What you need to do: Quote the E3 2006 forum thread below word for word, from "Microsoft did ok, I" up to and including "case) really lame.".

Source passage:
# E3 2006



## itsmemaggi (Sep 26, 2005)

Anyone following it? My brother has been watching a few recorded press conferences and things. Interesting stuff.

xoxo
Maggi


----------



## pentagon (Dec 13, 2005)

yea I've downloaded a few videos of some of the games they demoed, pretty cool looking games. I'm waiting for Spore to be released personally.


----------



## itsmemaggi (Sep 26, 2005)

pentagon said:


> I'm waiting for Spore to be released personally.


Yes, that's what we're waiting on, too. 

xoxo
Maggi


----------



## pentagon (Dec 13, 2005)

did you already watch the new demo video of it?

http://uk.media.pc.ign.com/media/735/735340/vids_1.html


----------



## Scrub-Zero (Feb 9, 2004)

I'm looking foward to Bioshock and Metroid Prime 3
Ultimate Ghost n Goblin for DS looks fun. They really need to make more 2d games


----------



## Micronian (Nov 11, 2004)

I've been reading/watching a lot of E3. It's like the Wrestlemania of Video games. The news, videos, screenshots have come fast and furious. It's an enjoyable sensory overload. :banana


----------



## slurpazillia (Nov 18, 2005)

:banana


----------



## On the way (Feb 9, 2006)

Oh yes. I've seen all the press conferences, talked about it every day on the web, and watched all the G4 coverage. It's been a very nerdy week for me. I was getting pretty bored with videogames lately, but E3 helped to jump-start my interest again.

My thoughts... Sony didn't do it for me. I'm not a fan of either MGS or FF. I am not a Nintendo fan at all, but I really thought they put on the best show, and I'm considering getting a Wii, if they can deliver enough interesting games for it, and if my arm doesn't get tired too fast from playing with that controller. 

Microsoft did ok, I guess. I'm a little bored with their games lineup. How many more shooters and racers do I need to play? Gears of War didn't interest me much. Alan Wake maybe? eh...


----------



## Micronian (Nov 11, 2004)

Sony's keynote was as boring as attending a 1st year lecture. Although this is just a gut feeling, I would probably never make friends with a guy like Kaz Hirai, or Phil Harrison. Something about them make them very condescending, insincere, and (in harrison's case) really lame.

Nintendo, on the other hand, I'd totally be friends with Miyamoto! and Reggie seems like he'd be the funniest guy at a party, or bar, when drunk.

Listed records:
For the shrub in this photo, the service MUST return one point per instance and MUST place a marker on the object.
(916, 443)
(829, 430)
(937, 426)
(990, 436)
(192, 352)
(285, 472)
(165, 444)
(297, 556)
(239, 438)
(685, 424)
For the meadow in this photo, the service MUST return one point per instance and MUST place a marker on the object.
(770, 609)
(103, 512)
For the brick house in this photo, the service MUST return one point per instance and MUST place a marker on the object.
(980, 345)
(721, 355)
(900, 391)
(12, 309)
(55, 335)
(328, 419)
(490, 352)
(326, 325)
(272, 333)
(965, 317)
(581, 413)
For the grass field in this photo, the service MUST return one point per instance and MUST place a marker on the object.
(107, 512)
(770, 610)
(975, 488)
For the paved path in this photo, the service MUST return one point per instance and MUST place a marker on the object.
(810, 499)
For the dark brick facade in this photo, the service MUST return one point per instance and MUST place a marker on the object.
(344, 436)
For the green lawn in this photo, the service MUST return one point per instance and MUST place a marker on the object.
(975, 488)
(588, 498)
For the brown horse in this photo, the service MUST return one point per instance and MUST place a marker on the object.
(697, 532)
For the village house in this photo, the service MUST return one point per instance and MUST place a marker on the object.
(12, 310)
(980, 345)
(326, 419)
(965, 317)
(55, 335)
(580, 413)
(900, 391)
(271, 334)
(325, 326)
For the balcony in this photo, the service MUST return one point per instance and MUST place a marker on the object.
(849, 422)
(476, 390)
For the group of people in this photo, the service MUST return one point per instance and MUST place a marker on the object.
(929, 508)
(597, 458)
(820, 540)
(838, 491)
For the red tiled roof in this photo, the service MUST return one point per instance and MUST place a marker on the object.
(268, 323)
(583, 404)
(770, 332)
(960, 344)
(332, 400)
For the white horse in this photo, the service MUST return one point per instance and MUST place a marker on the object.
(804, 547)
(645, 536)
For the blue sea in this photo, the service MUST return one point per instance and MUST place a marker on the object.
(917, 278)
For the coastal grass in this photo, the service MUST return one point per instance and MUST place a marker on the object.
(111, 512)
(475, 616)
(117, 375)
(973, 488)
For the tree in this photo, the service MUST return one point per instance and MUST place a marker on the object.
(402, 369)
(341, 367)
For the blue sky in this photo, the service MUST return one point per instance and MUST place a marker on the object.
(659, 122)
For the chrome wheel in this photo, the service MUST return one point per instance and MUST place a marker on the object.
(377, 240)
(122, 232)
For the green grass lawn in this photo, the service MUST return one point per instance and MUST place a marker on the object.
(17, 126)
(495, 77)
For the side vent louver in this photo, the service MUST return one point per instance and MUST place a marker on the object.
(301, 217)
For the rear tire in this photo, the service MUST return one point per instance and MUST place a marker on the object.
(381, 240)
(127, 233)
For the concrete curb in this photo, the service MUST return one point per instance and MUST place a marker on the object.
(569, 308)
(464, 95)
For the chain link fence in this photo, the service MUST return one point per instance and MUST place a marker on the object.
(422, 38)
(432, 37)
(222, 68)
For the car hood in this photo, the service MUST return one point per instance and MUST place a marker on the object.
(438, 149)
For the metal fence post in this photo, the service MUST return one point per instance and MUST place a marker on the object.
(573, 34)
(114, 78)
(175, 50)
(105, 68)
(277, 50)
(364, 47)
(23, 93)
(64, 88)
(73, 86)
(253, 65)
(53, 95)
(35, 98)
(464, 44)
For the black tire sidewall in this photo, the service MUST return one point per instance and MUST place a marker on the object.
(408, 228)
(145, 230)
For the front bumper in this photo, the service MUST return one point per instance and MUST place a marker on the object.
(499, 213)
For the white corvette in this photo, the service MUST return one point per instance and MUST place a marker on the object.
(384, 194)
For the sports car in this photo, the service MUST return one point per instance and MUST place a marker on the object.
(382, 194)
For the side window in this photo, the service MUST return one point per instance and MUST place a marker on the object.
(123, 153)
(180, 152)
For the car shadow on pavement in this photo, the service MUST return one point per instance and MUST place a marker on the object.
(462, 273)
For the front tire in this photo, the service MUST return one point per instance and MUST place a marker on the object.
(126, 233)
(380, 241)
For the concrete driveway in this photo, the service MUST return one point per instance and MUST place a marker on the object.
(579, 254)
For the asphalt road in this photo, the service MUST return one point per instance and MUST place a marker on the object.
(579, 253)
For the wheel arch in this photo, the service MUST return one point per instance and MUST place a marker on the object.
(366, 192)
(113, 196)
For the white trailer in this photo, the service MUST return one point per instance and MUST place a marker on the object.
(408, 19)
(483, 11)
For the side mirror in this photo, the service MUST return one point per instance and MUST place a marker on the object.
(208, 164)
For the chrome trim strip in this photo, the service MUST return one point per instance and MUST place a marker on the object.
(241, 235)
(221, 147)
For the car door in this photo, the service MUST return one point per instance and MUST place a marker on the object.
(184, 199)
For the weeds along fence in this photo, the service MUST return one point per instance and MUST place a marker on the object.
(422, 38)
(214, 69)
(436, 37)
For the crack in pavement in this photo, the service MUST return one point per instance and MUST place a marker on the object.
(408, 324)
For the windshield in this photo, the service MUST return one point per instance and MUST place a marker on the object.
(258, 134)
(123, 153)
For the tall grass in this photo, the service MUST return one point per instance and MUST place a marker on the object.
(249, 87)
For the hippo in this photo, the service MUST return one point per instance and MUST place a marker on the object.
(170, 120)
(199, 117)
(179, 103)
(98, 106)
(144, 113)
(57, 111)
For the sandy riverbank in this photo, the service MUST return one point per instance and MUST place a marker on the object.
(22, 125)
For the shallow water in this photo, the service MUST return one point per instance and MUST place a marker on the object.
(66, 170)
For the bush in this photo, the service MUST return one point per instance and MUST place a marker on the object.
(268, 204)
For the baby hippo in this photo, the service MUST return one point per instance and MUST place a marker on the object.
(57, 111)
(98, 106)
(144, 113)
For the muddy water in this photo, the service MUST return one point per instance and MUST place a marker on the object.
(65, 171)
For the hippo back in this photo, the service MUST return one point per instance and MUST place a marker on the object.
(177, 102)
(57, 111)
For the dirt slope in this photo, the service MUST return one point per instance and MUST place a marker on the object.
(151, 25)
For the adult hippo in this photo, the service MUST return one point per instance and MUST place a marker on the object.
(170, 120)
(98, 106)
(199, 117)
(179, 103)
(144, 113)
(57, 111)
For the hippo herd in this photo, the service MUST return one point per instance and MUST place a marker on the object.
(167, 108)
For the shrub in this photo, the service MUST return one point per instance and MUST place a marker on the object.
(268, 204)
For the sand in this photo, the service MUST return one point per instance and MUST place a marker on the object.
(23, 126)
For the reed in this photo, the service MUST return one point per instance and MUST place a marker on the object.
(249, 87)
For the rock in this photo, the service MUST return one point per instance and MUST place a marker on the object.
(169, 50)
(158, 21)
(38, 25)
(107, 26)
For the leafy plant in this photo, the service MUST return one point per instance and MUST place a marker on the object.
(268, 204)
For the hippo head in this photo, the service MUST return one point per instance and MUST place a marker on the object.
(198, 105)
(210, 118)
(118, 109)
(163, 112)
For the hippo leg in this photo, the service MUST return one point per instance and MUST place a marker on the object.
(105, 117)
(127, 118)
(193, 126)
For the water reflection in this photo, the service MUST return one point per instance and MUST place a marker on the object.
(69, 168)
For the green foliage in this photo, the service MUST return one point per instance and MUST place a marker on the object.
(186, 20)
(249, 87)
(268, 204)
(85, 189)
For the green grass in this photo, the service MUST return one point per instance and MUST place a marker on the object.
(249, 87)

The reply:
Microsoft did ok, I guess. I'm a little bored with their games lineup. How many more shooters and racers do I need to play? Gears of War didn't interest me much. Alan Wake maybe? eh...


----------



## Micronian (Nov 11, 2004)

Sony's keynote was as boring as attending a 1st year lecture. Although this is just a gut feeling, I would probably never make friends with a guy like Kaz Hirai, or Phil Harrison. Something about them make them very condescending, insincere, and (in harrison's case) really lame.